### Challenge
Rewrite the records from the line with "the grazing cow" up to and including the line with "[707,1008,749,1046]" as a numbered list, leaving out blank lines.

### Material shown
•••

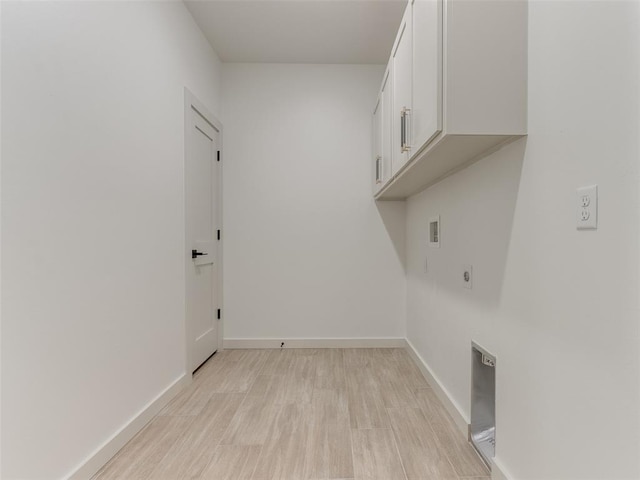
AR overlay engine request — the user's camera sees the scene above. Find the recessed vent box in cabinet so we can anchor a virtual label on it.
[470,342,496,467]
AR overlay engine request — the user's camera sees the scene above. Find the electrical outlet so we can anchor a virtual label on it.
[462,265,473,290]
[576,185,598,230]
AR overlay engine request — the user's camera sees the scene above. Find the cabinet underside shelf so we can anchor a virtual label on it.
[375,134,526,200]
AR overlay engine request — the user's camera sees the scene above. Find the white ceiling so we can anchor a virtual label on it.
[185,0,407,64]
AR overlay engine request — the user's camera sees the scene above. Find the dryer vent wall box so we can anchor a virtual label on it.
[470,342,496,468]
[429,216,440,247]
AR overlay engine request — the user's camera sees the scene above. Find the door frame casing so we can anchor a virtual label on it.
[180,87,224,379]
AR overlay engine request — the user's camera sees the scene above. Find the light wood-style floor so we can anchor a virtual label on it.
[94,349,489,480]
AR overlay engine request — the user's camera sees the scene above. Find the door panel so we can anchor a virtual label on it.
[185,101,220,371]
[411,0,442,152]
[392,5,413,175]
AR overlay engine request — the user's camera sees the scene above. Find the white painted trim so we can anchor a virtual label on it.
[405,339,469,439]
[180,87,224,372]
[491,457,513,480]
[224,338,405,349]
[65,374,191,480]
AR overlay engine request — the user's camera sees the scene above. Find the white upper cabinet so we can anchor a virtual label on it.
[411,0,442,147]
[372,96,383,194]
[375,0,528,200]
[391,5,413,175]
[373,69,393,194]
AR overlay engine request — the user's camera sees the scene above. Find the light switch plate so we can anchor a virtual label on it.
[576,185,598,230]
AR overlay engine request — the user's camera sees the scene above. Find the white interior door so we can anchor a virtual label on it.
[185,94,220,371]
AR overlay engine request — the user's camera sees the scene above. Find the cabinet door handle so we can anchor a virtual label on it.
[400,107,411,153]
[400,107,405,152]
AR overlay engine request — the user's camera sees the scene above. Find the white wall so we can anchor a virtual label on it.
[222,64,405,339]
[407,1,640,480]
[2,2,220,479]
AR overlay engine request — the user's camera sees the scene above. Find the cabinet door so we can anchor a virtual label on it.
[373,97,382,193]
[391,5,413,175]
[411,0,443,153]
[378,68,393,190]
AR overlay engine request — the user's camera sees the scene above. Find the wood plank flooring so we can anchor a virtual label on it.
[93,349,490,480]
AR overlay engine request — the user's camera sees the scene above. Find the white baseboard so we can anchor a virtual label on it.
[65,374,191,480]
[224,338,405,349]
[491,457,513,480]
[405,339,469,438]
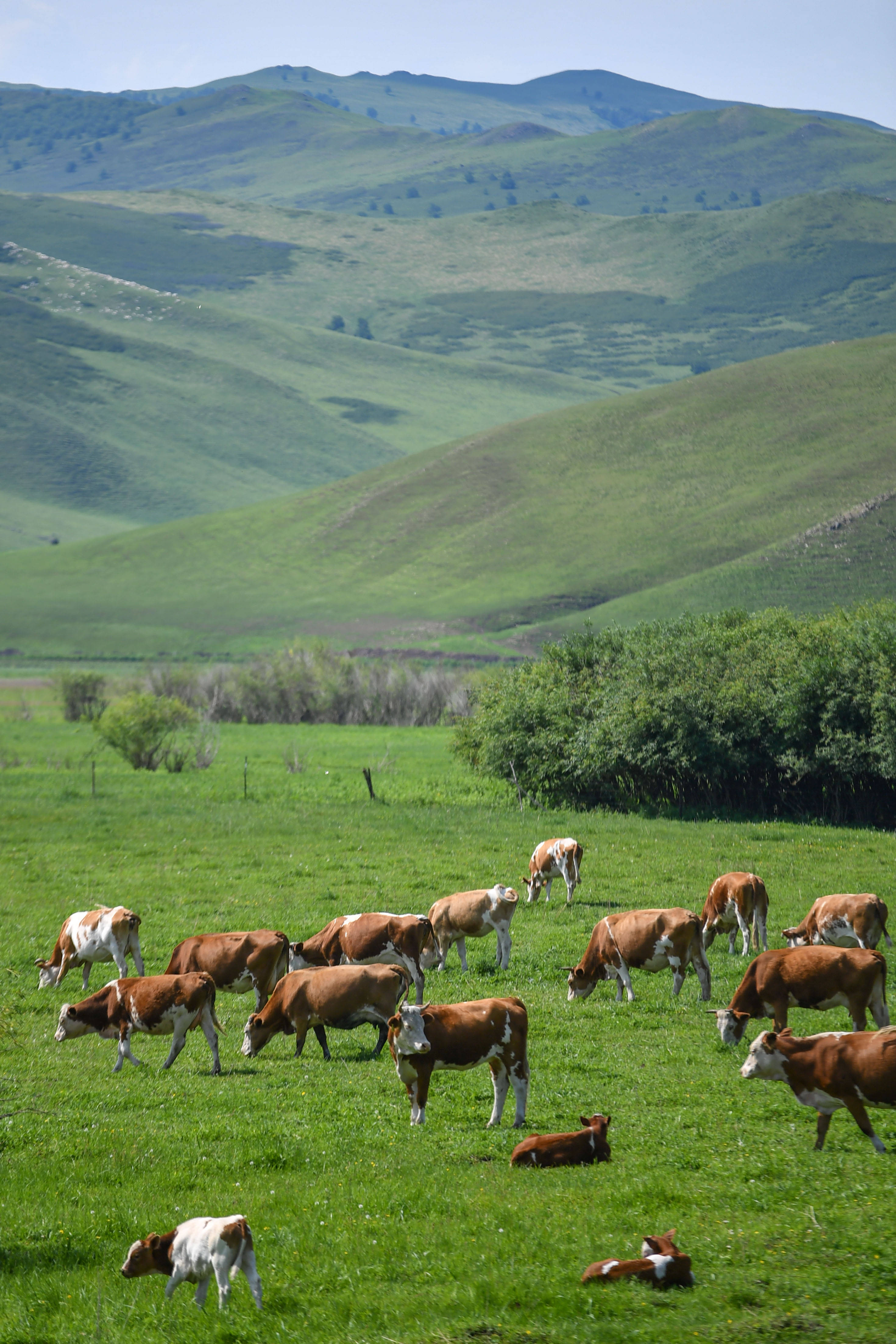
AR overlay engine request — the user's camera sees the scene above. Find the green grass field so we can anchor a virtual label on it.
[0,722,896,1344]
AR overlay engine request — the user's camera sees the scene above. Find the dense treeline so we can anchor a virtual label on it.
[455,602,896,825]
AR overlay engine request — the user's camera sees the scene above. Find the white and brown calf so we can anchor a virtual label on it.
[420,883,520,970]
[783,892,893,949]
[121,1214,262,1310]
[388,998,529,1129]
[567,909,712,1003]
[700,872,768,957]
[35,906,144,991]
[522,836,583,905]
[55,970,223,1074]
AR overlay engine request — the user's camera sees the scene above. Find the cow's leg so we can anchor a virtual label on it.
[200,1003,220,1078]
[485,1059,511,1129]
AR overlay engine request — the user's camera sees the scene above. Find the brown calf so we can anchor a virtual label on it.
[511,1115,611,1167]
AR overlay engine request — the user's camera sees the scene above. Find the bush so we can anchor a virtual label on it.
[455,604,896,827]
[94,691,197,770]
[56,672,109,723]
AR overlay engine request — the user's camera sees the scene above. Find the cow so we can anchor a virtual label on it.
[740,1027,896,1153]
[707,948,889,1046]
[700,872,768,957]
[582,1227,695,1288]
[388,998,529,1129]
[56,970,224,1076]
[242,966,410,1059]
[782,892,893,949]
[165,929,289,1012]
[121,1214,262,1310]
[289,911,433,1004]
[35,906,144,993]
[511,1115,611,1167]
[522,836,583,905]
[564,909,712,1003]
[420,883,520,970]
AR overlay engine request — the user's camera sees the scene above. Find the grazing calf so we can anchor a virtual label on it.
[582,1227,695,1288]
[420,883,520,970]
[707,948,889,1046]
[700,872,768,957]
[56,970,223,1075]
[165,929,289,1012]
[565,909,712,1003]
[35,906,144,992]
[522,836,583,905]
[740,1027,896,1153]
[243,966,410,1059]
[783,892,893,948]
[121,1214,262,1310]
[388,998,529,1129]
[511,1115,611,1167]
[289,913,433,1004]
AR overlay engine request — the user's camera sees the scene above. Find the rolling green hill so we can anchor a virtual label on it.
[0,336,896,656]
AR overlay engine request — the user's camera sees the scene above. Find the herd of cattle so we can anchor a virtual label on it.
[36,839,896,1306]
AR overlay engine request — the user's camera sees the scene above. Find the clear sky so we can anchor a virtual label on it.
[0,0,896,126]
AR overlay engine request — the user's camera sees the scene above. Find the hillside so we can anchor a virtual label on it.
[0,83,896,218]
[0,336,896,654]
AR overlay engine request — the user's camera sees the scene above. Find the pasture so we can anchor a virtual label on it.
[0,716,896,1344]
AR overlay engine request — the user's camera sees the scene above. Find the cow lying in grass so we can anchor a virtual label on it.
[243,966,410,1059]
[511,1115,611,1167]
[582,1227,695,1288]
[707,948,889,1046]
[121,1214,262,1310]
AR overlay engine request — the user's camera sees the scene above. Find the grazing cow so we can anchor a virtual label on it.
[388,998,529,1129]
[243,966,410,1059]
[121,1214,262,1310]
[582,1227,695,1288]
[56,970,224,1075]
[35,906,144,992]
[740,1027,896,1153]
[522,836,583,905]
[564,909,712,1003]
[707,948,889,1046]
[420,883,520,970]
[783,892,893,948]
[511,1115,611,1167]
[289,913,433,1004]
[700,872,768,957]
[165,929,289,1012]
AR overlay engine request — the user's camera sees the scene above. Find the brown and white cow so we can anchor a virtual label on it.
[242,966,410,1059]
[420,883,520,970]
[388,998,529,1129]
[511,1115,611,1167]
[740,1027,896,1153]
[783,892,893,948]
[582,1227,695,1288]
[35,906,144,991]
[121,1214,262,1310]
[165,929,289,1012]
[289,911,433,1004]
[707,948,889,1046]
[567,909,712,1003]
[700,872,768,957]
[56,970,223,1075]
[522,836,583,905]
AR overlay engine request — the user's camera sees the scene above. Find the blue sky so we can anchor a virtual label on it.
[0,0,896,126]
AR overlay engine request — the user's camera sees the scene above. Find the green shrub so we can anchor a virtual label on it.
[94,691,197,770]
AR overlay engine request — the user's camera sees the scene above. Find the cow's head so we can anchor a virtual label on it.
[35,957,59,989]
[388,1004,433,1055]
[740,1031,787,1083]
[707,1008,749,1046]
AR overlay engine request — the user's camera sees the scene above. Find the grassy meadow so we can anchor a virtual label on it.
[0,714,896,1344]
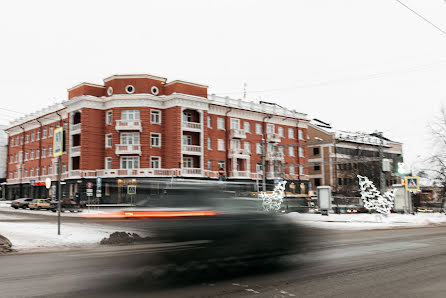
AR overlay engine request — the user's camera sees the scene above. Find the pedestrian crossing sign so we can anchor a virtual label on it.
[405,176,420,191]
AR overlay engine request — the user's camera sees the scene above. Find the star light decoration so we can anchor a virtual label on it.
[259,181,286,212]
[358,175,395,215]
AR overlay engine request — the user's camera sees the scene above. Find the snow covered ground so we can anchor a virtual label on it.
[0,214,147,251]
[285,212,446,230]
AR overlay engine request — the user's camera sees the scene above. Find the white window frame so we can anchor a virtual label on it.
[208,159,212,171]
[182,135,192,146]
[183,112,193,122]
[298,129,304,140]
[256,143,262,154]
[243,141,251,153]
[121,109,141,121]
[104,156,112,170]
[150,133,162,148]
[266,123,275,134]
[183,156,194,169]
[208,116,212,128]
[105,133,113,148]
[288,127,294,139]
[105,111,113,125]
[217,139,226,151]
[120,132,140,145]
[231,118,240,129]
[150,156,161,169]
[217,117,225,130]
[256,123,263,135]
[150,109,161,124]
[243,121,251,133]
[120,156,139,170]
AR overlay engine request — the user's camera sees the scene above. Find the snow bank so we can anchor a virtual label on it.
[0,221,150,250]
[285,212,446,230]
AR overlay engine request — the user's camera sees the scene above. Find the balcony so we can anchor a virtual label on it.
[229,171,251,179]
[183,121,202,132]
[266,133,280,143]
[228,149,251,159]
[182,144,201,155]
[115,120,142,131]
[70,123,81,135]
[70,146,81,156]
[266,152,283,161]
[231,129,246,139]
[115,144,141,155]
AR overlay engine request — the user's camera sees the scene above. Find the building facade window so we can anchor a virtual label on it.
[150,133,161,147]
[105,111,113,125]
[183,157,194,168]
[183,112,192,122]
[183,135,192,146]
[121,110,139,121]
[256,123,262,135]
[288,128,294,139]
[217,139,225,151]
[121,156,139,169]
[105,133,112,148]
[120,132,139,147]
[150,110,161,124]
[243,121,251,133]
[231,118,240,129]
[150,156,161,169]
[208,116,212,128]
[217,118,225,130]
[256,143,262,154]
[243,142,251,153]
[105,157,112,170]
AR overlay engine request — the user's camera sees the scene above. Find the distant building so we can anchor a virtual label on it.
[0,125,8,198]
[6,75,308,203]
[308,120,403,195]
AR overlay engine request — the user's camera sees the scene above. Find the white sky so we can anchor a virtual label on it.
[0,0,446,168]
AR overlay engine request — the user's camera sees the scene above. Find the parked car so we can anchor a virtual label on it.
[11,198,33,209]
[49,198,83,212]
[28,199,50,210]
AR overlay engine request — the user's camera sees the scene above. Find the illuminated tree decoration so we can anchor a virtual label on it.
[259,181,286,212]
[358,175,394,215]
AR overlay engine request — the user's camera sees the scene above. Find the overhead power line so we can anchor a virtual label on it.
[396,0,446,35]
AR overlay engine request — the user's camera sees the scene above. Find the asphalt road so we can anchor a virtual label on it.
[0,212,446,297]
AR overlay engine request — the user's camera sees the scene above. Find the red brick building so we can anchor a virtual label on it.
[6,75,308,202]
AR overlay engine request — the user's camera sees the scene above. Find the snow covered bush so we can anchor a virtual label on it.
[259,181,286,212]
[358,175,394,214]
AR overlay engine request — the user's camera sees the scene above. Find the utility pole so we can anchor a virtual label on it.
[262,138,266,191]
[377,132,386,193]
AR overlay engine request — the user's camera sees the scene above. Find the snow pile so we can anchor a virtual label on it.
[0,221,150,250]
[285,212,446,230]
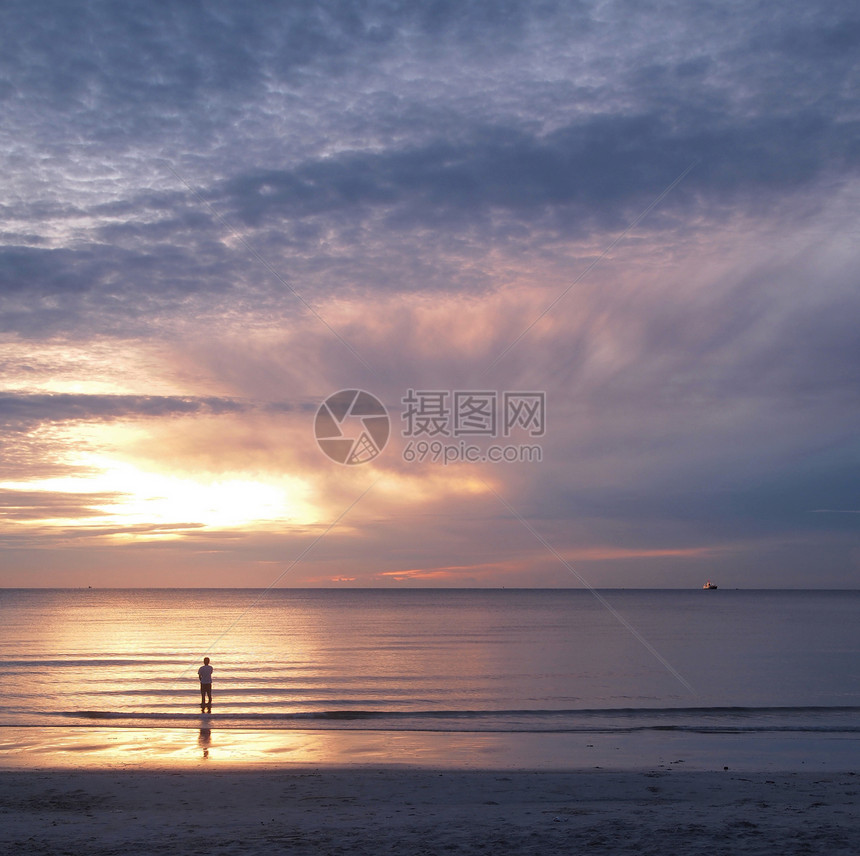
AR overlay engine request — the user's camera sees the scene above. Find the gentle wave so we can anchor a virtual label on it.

•••

### Solution to this exercise
1. AR overlay engine request — the user's camera sees the scene above. Find the grazing cow so we can anchor a virtual label on it.
2. [388,998,529,1129]
3. [243,966,410,1059]
4. [121,1214,262,1310]
5. [582,1227,695,1288]
6. [56,970,224,1075]
7. [35,906,144,992]
8. [740,1027,896,1153]
9. [522,836,583,905]
10. [564,909,712,1003]
11. [707,948,889,1046]
12. [420,883,520,970]
13. [783,892,893,948]
14. [511,1115,611,1167]
15. [289,913,433,1004]
16. [700,872,768,957]
17. [165,929,289,1012]
18. AR overlay engine request — the user's camera sees the scene above. Find the brown and white cow so we can anchor a virtual label on it.
19. [242,966,410,1059]
20. [420,883,520,970]
21. [388,998,529,1129]
22. [511,1115,611,1167]
23. [740,1027,896,1153]
24. [783,892,893,948]
25. [582,1227,695,1288]
26. [35,906,144,991]
27. [121,1214,262,1310]
28. [165,929,289,1012]
29. [289,911,433,1004]
30. [707,948,889,1046]
31. [567,909,712,1003]
32. [700,872,768,957]
33. [56,970,223,1075]
34. [522,836,583,905]
35. AR overlay engine request — the user's camera sees the scene above. Find the blue sky so we can anchor a virtual label on it.
36. [0,0,896,126]
37. AR overlay engine request — the user's camera sees the scene above. Find the green shrub so we can anchor a virtual label on it.
38. [94,691,197,770]
39. AR overlay engine request — the user's camera sees the scene above. Find the cow's head so we can anchor a virtual label on it.
40. [35,957,59,989]
41. [388,1004,433,1055]
42. [740,1031,787,1083]
43. [707,1008,749,1046]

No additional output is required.